La « Burrita de la Paz » est un camion fonctionnant comme un centre de médiation et de premiers secours. Un petit groupe de membres formés à cet effet, se tient disponible 24 heures sur 24 pour s’occuper des conflits violents dans le quartier.
Au début du projet, l’équipe a reçu une formation à l’analyse de conflits et à l’identification des facteurs de cohésion et de division. L’équipe a procédé à une « cartographie de la communauté » dans le périmètre, à des entretiens avec les membres de la communauté, et pour finir, au montage d’un atelier afin de développer les étapes d’un programme de paix.
Voici deux des résultats :
– 1. Une liste de « messages clefs », destinés à renforcer les réponses non-violentes aux conflits dans la communauté.
– 2. Une analyse du contexte, permettant de déterminer certains alliés potentiels à intégrer aux programmes de paix pour le dialogue et les travaux de consolidation de la paix.
Après l’achèvement de ce cycle de projet, l’organisation locale de la ville de Guatemala a rejoint un programme de paix urbaine grâce au concours de plusieurs acteurs majeurs de la communauté. Cette ‘association’ a relancé les processus de participation citoyenne, pour le travail sur les thèmes de l’insécurité et sur la modération des réponses violentes au conflit urbain. Dans cette étude de cas, nous supervisons l’application des 4 étapes différentes de ce processus.
Etape 1. Analyse du contexte :
Le processus d’analyse du contexte :
Le contexte fut analysé en deux temps. Le premier consistait à rassembler des informations pour la préparation du projet initial. Après le lancement du projet, la nouvelle équipe a développé un processus, dit de « cartographie de la communauté ». La cartographie reposait sur des informations recueillies à travers :
Après avoir renseigné les informations, l’équipe a recueilli les données de base dans un document unique. Certains des résultats sont décrits ci-dessous :
Historique succinct de la municipalité de Guatemala :
La ville de Guatemala a été classée parmi les 10 villes les plus violentes du monde en raison du taux d’homicide pour 100,000 habitants. Au Guatemala, en Amérique centrale, les conflits armés internes ont cessé en 1996 grâce à un accord de paix entre les guérillas socialistes et l’armée. Mais aujourd’hui, le nombre de meurtres journaliers liés à la violence sociale est plus élevé que pendant la période du conflit armé. Le Guatemala est un pays multiculturel composé de 22 groupes ethniques et linguistiques. La violence – après la pauvreté - est le principal problème dans la ville de Guatemala , et sur 10 victimes, 6 sont des adolescents. (www.elpais.com, 12-01-09). Les statistiques de la police montrent également que 36,85 % des homicides (de la municipalité) ont été commis par des jeunes de 15 à 24 ans. La population a compté 14,29 % de décès par arme à feu, tandis que 616 personnes furent poignardées.

————————

Consigne — Rédigez la suite du texte sur le programme de paix urbaine dans la ville de Guatemala, en repartant de sa dernière phrase.

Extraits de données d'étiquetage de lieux
————————

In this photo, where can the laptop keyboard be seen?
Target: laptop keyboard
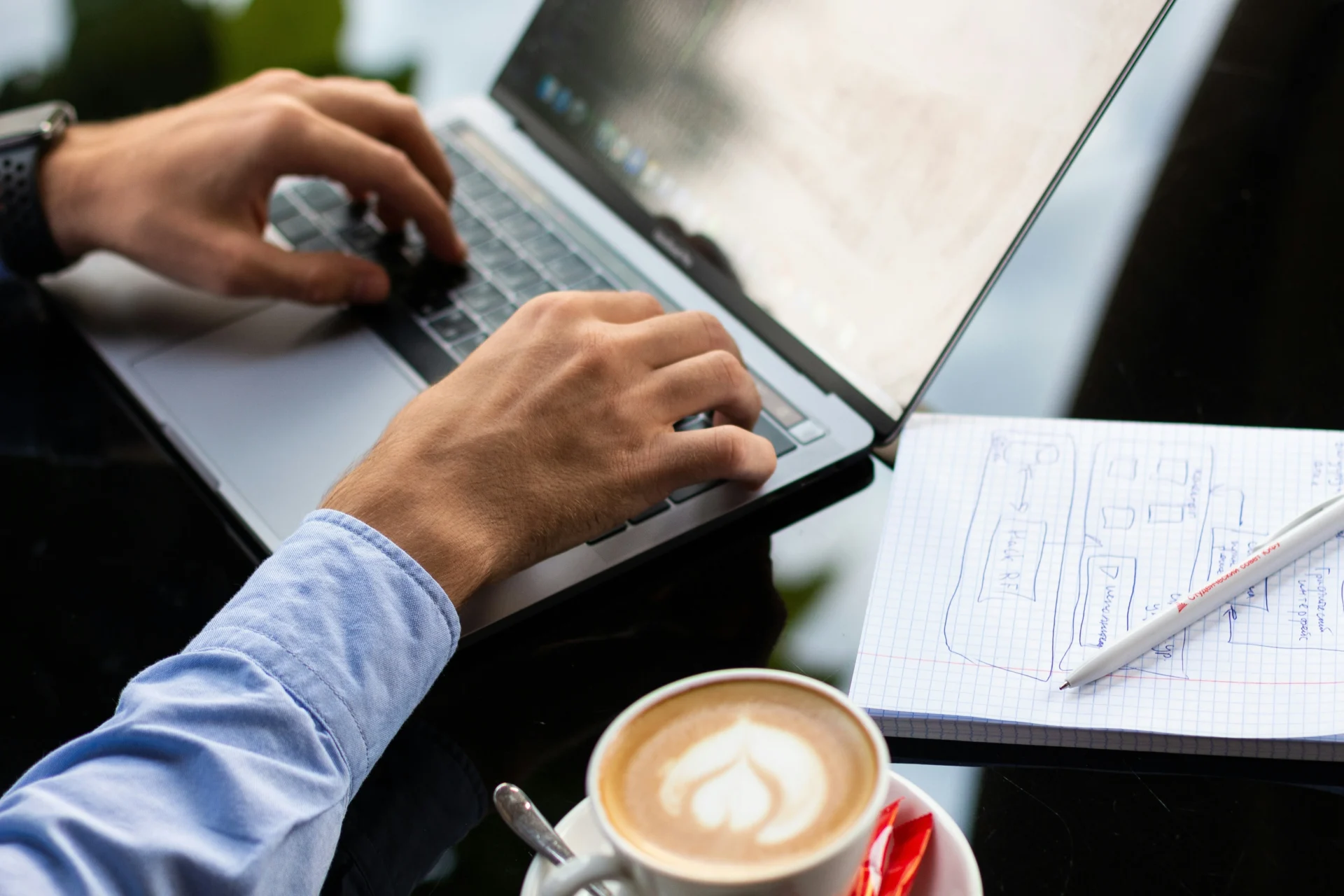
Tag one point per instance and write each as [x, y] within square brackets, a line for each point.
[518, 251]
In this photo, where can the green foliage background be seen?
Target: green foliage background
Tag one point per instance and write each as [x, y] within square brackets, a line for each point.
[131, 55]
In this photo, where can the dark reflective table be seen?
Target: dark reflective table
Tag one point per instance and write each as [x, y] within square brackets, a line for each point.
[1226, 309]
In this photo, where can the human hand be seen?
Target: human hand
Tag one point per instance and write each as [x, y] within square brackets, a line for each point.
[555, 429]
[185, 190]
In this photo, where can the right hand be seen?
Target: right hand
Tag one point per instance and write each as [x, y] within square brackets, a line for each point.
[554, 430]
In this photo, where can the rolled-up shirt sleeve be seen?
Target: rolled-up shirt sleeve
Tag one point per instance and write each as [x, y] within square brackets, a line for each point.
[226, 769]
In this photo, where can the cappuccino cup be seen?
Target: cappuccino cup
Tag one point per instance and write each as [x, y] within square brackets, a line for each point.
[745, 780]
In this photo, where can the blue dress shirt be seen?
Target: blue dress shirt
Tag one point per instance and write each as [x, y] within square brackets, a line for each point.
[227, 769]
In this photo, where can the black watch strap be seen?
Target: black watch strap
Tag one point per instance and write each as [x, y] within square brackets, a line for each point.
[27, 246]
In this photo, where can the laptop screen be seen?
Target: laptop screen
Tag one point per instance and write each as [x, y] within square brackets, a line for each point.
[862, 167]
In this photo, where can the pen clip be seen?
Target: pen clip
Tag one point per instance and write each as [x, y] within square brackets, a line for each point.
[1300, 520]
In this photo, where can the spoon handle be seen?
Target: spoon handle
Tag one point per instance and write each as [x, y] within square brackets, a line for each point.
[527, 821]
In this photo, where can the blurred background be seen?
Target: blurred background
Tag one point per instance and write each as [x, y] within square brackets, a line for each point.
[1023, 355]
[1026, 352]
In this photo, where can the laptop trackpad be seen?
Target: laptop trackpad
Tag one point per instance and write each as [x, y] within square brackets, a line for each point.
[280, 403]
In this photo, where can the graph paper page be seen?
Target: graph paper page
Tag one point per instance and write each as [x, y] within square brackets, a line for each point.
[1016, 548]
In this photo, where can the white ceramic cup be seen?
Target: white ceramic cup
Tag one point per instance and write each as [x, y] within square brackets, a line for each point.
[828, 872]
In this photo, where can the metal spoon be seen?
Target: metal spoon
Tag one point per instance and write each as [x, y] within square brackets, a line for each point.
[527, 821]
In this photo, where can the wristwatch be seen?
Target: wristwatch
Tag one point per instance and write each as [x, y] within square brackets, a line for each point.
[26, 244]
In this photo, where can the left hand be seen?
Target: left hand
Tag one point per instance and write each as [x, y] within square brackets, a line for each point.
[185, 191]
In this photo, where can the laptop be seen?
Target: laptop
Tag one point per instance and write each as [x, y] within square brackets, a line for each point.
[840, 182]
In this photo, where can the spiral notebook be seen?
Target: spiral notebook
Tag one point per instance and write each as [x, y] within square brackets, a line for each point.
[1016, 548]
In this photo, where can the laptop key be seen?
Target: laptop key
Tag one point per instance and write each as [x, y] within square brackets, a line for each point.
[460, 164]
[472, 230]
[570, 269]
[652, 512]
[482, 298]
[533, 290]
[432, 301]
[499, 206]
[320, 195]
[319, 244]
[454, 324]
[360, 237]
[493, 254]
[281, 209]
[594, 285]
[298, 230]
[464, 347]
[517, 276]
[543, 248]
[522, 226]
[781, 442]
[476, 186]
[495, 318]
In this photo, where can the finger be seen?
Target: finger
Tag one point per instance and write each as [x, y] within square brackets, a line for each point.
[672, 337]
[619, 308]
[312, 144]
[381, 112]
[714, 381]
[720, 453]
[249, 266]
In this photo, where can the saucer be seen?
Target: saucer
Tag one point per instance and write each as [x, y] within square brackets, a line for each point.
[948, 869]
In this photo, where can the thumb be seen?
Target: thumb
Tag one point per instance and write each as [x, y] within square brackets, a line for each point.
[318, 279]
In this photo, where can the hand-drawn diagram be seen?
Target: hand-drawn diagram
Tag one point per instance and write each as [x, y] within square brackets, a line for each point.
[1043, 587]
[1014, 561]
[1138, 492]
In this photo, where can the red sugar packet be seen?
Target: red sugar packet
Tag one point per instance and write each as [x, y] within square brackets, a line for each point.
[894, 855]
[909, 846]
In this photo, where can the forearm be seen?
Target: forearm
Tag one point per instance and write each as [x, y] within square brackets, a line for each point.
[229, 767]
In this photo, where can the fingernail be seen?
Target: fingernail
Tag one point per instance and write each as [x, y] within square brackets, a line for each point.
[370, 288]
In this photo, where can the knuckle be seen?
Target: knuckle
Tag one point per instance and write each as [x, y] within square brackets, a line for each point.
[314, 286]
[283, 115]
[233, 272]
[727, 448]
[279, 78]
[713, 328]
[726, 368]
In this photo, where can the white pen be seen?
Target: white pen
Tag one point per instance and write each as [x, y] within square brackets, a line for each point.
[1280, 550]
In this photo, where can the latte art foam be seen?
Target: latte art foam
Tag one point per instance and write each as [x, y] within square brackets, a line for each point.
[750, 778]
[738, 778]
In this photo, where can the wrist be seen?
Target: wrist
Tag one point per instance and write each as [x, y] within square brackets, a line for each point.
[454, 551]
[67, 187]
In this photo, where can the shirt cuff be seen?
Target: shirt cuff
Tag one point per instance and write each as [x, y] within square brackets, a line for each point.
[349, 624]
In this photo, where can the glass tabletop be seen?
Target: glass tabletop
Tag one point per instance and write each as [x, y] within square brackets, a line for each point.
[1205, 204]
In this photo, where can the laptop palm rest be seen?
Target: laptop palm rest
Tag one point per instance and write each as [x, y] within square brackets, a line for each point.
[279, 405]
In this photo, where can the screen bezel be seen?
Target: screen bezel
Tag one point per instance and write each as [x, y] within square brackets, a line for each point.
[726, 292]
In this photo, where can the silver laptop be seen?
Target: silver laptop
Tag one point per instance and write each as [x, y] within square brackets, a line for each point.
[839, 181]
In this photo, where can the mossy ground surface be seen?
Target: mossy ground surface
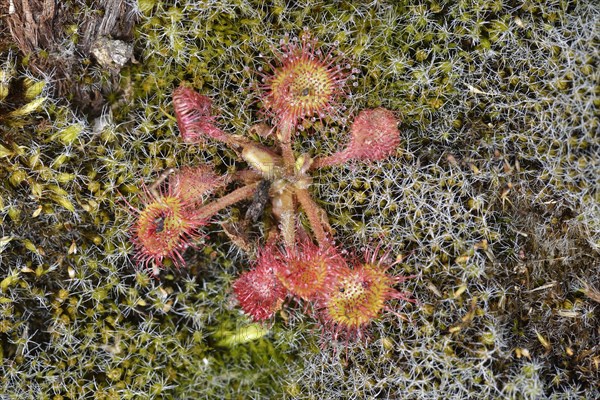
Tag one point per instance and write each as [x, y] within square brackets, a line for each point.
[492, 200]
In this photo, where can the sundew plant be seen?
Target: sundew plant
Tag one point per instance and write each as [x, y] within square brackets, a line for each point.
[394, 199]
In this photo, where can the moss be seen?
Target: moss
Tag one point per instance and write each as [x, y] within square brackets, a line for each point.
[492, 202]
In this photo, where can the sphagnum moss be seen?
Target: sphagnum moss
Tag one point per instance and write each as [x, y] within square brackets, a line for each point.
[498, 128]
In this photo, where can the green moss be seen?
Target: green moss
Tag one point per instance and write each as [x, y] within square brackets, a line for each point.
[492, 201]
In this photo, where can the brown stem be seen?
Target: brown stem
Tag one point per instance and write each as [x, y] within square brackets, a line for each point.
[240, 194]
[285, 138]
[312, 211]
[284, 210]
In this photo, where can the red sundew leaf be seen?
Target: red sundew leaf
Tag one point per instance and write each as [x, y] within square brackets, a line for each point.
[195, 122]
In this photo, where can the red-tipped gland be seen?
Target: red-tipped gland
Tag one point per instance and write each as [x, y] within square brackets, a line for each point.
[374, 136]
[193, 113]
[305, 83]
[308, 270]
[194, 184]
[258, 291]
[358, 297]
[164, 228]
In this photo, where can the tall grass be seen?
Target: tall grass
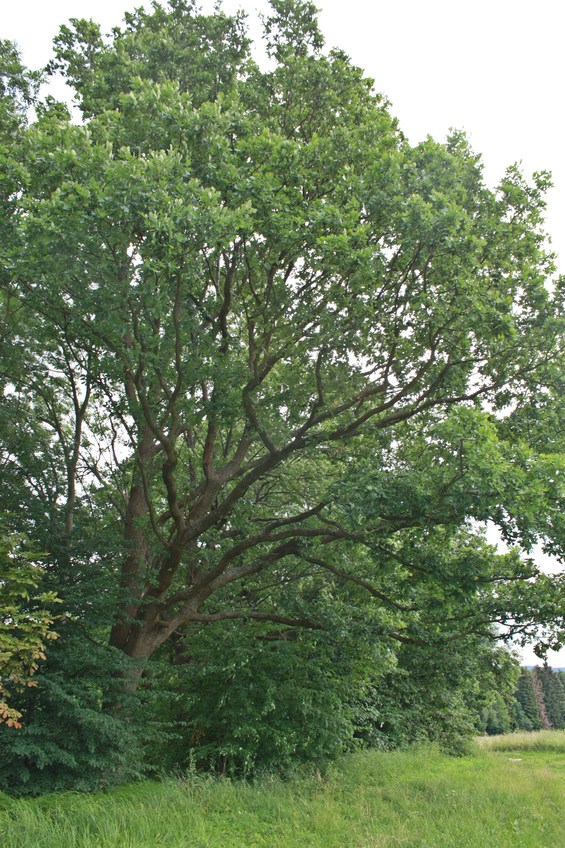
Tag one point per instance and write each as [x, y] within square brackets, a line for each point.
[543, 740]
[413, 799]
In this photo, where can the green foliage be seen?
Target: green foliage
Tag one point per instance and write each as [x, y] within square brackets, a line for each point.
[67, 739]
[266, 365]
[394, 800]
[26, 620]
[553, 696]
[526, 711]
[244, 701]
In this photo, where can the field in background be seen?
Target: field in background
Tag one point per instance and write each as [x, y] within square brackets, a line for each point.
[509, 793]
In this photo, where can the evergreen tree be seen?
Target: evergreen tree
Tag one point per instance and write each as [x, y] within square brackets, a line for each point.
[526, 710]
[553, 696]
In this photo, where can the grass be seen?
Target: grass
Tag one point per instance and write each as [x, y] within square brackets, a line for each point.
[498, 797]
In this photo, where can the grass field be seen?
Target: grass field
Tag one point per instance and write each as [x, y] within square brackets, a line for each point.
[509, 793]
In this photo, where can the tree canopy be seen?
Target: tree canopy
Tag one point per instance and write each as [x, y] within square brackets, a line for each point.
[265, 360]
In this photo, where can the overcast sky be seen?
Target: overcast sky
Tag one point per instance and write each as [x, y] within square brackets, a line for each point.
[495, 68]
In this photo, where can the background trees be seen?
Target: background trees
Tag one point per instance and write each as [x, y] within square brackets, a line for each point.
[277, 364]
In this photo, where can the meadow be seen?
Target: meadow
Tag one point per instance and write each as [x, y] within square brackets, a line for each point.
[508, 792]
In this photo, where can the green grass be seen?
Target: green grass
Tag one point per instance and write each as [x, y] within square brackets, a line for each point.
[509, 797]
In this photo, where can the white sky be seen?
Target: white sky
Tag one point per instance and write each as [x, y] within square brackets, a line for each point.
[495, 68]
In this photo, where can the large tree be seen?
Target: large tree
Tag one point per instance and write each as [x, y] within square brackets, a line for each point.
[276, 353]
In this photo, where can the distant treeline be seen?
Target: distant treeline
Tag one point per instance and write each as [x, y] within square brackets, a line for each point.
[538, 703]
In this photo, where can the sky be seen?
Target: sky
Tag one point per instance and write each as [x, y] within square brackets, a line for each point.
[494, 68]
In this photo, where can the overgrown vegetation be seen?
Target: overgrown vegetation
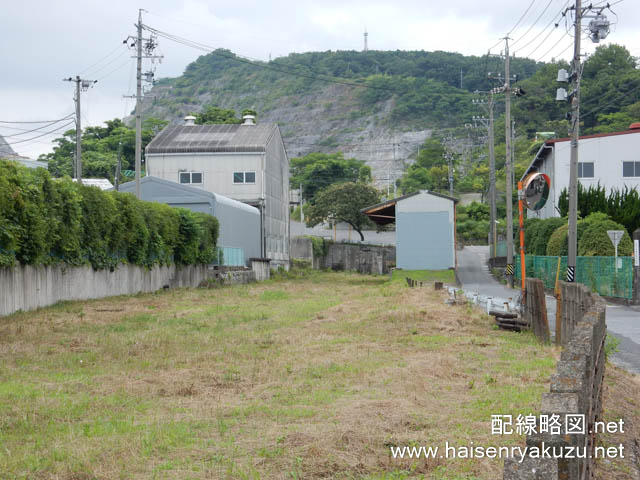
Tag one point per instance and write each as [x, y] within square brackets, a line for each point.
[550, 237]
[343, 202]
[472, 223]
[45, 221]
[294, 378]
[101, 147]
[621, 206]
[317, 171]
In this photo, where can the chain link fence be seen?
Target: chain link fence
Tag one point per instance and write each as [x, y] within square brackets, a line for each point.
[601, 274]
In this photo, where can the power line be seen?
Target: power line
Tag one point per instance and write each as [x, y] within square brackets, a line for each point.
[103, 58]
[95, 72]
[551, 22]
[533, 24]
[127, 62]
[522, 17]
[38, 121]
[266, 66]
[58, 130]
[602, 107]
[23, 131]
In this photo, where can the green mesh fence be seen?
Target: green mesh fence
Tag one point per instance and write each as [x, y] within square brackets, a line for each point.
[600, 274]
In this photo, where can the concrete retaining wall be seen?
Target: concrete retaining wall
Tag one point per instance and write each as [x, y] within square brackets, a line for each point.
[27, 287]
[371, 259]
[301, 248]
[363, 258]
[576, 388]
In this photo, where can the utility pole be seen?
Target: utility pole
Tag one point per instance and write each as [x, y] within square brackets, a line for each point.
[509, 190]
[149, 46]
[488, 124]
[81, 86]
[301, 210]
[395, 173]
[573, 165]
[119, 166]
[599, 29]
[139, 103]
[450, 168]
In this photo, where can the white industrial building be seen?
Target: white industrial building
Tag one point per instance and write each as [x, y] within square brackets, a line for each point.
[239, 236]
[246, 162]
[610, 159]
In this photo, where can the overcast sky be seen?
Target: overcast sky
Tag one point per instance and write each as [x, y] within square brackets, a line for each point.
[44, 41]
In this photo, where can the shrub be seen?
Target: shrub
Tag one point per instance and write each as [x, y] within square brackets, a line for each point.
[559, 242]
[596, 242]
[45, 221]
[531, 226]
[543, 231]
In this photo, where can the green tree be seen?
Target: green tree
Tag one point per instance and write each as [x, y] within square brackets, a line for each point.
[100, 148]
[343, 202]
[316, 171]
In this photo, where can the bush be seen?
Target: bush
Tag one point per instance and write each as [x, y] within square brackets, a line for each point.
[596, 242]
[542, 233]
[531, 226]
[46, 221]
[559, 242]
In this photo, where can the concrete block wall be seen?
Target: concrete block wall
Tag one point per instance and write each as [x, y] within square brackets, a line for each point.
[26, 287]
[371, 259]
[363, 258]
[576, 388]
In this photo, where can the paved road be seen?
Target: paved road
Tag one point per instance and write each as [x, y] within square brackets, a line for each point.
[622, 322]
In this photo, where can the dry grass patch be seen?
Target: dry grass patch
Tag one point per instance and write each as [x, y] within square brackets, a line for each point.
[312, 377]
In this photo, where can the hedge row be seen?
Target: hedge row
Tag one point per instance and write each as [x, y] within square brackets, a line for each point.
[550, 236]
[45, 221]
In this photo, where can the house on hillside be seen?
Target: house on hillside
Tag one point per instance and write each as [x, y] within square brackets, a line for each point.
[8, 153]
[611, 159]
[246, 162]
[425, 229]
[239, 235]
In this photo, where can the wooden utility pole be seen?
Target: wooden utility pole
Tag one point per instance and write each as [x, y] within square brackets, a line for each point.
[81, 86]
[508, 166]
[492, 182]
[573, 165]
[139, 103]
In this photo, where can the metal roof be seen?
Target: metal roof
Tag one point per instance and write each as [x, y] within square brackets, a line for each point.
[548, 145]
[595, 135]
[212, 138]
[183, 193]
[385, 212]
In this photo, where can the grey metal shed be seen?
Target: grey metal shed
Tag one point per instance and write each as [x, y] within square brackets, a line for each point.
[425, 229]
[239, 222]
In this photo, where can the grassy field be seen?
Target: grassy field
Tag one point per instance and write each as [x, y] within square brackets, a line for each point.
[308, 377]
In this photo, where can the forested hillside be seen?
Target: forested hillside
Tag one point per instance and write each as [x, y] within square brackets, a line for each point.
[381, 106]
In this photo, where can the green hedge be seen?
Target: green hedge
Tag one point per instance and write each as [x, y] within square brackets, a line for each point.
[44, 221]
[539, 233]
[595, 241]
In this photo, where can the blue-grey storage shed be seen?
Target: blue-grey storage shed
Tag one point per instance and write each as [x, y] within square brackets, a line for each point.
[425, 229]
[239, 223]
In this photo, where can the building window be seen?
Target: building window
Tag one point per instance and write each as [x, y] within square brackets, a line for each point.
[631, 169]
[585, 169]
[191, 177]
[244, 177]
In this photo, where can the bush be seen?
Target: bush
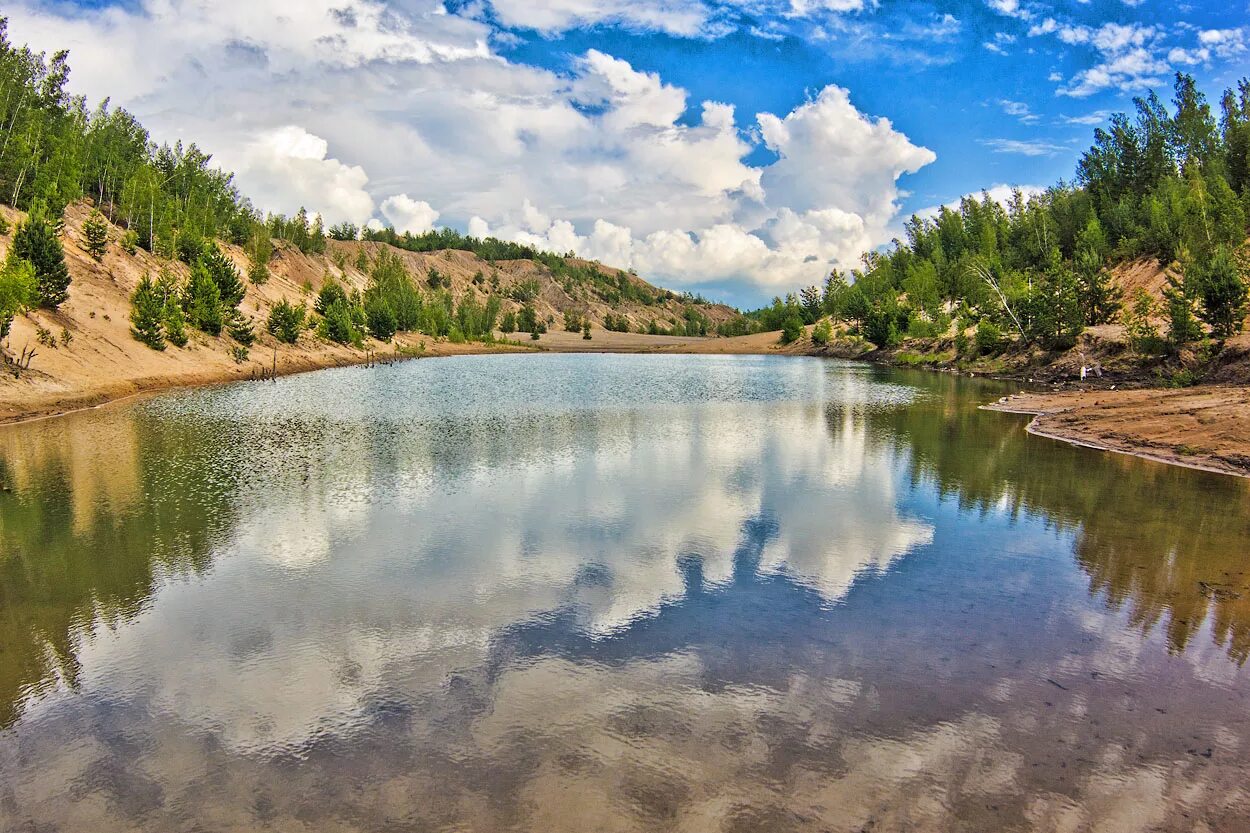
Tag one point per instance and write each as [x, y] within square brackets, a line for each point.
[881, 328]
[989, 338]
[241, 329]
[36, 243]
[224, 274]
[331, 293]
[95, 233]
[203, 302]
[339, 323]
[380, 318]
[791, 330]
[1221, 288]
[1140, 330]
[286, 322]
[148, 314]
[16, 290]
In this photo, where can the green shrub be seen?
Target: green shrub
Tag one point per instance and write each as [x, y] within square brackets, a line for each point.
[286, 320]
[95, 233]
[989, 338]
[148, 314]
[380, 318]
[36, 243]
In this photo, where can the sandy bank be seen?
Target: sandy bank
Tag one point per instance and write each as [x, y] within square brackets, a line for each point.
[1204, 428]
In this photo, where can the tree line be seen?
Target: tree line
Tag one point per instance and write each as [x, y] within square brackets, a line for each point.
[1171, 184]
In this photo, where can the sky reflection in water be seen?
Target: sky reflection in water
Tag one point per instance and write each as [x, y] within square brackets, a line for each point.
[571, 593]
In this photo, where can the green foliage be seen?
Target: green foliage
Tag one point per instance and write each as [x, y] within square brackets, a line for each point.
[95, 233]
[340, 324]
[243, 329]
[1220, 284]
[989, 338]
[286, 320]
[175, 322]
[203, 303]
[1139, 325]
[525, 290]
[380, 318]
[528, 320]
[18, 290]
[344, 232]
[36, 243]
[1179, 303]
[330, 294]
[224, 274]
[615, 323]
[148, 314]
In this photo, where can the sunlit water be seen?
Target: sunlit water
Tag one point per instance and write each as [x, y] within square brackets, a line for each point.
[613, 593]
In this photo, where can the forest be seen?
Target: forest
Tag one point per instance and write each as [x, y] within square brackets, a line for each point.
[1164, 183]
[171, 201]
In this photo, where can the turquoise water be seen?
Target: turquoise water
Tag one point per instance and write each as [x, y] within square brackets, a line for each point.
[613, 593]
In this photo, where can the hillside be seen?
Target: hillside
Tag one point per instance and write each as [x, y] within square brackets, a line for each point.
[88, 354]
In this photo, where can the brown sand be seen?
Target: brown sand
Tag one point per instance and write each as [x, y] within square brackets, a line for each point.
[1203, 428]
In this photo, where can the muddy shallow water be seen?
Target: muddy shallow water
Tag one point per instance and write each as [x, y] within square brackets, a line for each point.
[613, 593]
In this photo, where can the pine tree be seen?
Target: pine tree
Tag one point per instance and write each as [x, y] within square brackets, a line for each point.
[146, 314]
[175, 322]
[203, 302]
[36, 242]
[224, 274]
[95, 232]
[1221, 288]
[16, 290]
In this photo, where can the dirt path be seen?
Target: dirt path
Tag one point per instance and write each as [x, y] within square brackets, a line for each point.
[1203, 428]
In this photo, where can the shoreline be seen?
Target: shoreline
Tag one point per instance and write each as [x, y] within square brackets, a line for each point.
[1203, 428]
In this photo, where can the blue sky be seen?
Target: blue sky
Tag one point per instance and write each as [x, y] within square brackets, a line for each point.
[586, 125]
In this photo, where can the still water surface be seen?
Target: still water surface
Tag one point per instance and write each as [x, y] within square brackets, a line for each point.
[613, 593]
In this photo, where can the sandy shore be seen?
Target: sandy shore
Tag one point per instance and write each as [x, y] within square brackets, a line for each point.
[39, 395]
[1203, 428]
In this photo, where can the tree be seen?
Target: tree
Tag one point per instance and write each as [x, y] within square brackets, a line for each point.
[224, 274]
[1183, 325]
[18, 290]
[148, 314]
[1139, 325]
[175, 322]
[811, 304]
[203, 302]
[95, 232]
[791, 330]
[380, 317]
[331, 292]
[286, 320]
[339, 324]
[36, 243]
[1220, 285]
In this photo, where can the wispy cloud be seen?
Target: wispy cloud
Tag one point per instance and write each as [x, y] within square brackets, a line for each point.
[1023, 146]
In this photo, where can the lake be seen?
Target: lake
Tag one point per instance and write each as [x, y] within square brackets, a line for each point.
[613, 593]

————————

Corrigé —
La vie dans les quartiers du centre-ville :
La présente étude de cas concerne un quartier situé en Zone 5. Il s’agit de l’un des quartiers les plus pauvres de la ville de Guatemala. C’est une localité de 3 000 habitants, comportant 60 % de femmes et 40 % d’hommes. Dans la localité, la population compte 10 % de personnes de plus de 30 ans, et 50 % d’enfants de moins de 12 ans. Les jeunes, en tant que catégorie sociale démographique, représentent les 40 % restants. La plupart des femmes commencent à fonder leur famille entre 14 et 18 ans. Les principaux faits de violence sont dus à l’activité des gangs territoriaux et cinq groupes opèrent dans le périmètre (Mara 18, Mara Salvatrucha, Mara Five, Mara Breaks et Mara White Fence). Les gangs comptent chacun entre 25 et 40 membres, et ils se disputent actuellement le contrôle des territoires pour le trafic de drogue (pour le crack et la marijuana), et pour le racket des chauffeurs de bus, des commerçants et des propriétaires (AFSC-CEIBA, 2009).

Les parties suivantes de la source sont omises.